**DATA TO USE:**
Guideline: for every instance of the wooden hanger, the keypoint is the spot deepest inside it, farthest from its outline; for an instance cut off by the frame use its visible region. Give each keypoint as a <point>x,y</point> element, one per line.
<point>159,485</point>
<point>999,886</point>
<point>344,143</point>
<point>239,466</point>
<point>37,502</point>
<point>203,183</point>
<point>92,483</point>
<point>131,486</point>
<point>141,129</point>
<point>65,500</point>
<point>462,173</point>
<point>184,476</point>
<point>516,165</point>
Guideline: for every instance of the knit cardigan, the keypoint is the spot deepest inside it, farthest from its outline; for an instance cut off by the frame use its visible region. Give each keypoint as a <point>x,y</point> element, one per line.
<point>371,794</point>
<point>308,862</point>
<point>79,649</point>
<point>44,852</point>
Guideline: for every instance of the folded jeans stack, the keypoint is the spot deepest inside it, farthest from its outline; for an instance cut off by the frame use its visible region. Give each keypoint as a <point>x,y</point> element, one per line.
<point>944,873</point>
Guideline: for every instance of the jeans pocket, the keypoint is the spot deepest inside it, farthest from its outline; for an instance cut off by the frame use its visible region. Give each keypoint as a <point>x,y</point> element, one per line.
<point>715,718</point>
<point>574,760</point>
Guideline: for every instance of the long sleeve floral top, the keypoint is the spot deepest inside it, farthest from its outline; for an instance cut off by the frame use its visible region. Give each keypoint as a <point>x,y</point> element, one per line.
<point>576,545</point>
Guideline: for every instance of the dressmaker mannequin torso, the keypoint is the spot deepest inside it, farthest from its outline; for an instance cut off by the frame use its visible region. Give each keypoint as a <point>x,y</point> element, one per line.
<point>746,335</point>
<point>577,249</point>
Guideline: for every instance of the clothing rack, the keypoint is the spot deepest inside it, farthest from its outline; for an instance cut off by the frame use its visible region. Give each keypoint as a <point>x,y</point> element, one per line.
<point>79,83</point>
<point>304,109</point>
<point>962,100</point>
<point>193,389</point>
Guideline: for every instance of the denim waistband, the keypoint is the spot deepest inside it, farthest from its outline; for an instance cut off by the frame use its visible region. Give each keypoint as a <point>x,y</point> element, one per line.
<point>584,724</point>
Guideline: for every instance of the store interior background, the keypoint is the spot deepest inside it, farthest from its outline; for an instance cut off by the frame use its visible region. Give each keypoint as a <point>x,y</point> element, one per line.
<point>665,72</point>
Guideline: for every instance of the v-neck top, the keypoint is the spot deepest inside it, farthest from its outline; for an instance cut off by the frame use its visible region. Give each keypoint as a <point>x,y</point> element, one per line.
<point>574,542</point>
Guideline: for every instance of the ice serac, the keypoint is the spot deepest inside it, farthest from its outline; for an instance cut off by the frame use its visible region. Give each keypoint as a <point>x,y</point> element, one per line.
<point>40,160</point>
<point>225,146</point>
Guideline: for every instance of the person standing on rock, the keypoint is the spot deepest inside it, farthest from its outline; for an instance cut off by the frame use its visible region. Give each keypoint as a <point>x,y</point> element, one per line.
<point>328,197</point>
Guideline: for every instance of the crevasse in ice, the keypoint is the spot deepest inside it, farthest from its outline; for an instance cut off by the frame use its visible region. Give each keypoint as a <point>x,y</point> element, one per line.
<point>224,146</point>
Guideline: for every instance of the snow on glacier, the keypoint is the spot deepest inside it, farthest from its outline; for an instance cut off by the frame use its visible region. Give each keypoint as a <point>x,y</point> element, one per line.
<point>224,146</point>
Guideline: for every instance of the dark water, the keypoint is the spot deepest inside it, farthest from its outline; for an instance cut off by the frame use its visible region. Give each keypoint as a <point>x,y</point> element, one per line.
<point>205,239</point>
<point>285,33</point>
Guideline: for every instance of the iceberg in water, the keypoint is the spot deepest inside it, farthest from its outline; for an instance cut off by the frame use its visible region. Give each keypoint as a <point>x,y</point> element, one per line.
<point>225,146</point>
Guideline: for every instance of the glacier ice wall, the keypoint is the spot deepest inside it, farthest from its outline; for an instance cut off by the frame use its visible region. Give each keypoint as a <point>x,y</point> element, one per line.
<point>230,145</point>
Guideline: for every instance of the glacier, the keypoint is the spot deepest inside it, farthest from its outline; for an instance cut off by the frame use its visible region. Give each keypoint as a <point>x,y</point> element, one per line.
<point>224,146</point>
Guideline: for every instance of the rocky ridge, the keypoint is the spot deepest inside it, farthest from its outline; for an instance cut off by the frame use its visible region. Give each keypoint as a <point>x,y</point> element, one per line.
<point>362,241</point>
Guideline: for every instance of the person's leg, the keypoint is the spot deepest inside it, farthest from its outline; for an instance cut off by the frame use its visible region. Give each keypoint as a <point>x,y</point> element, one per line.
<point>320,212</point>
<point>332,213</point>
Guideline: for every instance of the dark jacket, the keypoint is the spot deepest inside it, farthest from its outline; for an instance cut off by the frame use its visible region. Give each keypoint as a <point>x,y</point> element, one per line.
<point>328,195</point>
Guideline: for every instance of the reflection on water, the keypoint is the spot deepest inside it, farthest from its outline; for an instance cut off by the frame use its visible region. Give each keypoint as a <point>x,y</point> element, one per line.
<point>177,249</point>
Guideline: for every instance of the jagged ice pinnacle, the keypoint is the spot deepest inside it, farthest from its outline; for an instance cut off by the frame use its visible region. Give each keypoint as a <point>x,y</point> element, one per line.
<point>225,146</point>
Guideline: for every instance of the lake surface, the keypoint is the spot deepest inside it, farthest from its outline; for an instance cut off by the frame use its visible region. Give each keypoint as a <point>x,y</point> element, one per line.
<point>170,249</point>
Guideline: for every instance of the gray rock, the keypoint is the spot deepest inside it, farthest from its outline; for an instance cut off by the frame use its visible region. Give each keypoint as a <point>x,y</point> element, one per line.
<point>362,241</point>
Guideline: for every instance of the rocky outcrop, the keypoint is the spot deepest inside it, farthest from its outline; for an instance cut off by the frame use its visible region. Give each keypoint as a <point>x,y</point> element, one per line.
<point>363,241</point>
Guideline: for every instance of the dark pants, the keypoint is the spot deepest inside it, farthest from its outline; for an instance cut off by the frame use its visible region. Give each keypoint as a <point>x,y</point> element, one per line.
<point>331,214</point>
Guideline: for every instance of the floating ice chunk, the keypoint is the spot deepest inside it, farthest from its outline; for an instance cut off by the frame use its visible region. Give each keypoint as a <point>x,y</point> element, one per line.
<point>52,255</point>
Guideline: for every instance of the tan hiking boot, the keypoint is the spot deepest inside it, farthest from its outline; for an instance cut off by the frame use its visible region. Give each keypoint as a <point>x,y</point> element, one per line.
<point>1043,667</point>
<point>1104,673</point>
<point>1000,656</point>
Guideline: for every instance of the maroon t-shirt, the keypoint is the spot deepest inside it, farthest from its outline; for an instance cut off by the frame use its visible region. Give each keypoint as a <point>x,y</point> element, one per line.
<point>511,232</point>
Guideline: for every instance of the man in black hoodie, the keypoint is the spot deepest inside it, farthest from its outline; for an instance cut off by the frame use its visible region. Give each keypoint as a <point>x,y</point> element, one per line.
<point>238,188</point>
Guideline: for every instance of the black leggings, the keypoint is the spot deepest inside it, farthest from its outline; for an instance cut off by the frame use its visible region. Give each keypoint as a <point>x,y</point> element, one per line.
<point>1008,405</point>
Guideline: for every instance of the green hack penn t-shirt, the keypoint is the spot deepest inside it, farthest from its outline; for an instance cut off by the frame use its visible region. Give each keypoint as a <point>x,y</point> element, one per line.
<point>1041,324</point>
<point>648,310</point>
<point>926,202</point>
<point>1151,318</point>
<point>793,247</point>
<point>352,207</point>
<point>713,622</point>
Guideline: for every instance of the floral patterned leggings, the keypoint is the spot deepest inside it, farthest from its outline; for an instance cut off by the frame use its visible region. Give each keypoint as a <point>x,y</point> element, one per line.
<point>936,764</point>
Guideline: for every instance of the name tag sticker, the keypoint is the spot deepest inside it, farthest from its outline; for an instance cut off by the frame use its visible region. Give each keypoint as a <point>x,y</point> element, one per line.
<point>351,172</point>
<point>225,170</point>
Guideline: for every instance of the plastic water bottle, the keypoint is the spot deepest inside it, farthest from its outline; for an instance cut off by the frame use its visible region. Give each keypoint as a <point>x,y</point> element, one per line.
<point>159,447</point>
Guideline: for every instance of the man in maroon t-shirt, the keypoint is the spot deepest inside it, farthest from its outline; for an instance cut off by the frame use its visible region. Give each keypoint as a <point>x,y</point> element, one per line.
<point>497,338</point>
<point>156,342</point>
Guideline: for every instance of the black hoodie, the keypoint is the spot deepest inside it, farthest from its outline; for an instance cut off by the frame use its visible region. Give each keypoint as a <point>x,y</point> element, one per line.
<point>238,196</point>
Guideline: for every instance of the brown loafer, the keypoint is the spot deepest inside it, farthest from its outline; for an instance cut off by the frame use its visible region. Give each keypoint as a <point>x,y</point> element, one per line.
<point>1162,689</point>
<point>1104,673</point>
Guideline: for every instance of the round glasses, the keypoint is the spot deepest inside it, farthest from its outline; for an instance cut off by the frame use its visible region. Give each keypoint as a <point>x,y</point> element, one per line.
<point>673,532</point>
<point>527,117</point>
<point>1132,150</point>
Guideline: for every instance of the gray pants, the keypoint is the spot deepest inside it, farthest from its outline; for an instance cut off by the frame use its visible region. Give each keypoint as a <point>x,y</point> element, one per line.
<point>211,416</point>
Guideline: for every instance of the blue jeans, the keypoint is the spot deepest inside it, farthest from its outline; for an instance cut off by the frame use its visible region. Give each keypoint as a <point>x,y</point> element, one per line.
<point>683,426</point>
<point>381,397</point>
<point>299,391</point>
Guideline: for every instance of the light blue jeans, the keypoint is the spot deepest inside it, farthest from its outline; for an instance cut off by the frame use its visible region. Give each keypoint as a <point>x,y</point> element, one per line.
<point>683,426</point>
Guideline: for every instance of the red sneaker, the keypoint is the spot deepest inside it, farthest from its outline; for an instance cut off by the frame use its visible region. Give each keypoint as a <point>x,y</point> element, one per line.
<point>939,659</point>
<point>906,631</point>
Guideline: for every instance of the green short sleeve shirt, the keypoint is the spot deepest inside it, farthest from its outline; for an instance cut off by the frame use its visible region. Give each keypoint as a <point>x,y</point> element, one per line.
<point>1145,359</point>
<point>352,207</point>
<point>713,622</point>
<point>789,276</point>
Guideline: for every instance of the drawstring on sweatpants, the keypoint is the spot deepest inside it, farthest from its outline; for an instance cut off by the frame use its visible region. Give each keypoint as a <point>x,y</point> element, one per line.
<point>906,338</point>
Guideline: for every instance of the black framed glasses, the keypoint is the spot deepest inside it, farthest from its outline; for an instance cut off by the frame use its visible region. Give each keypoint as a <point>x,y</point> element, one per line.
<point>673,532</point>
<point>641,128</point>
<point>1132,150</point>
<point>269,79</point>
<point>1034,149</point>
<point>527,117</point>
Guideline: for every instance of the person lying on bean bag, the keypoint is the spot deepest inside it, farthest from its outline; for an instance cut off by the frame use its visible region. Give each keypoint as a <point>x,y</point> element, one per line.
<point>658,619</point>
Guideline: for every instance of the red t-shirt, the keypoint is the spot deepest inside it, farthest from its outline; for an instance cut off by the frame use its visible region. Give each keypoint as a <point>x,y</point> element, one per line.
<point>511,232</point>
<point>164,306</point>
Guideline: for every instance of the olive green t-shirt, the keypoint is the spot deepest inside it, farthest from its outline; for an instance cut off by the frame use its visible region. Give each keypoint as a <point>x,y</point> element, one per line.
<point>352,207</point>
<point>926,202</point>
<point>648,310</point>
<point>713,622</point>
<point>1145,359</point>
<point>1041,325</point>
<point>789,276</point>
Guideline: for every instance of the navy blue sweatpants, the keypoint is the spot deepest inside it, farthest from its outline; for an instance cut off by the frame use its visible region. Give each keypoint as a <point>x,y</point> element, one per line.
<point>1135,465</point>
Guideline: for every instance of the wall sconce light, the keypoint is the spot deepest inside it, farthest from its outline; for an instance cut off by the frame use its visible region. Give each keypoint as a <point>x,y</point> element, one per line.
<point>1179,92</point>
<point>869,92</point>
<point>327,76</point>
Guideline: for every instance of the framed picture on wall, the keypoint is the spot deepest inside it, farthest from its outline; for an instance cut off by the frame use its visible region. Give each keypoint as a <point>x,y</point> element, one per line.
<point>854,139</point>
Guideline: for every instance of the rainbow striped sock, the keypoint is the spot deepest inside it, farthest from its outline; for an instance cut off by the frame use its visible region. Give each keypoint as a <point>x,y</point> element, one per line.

**TASK:**
Reproduce the material starting at the line that contains "Guideline: for every instance of the person lying" and ending at the line that contains "<point>164,306</point>", swapping "red t-shirt" for "maroon t-shirt" and leaving everything else unchanged.

**EXERCISE RESPONSE:**
Guideline: for every instance of the person lying on bean bag, the keypoint is the spot deepest inside it, farthest from its outline; for an instance cut off by the frame use its visible region. Give each keypoint as a <point>x,y</point> element, one per line.
<point>658,619</point>
Guideline: for every instance of the maroon t-shirt, the keypoint is the spot deepest inside it, farthest from its outline; for an instance cut off by the frame use its visible region. Give each keypoint as a <point>x,y</point> element, one per line.
<point>511,232</point>
<point>164,306</point>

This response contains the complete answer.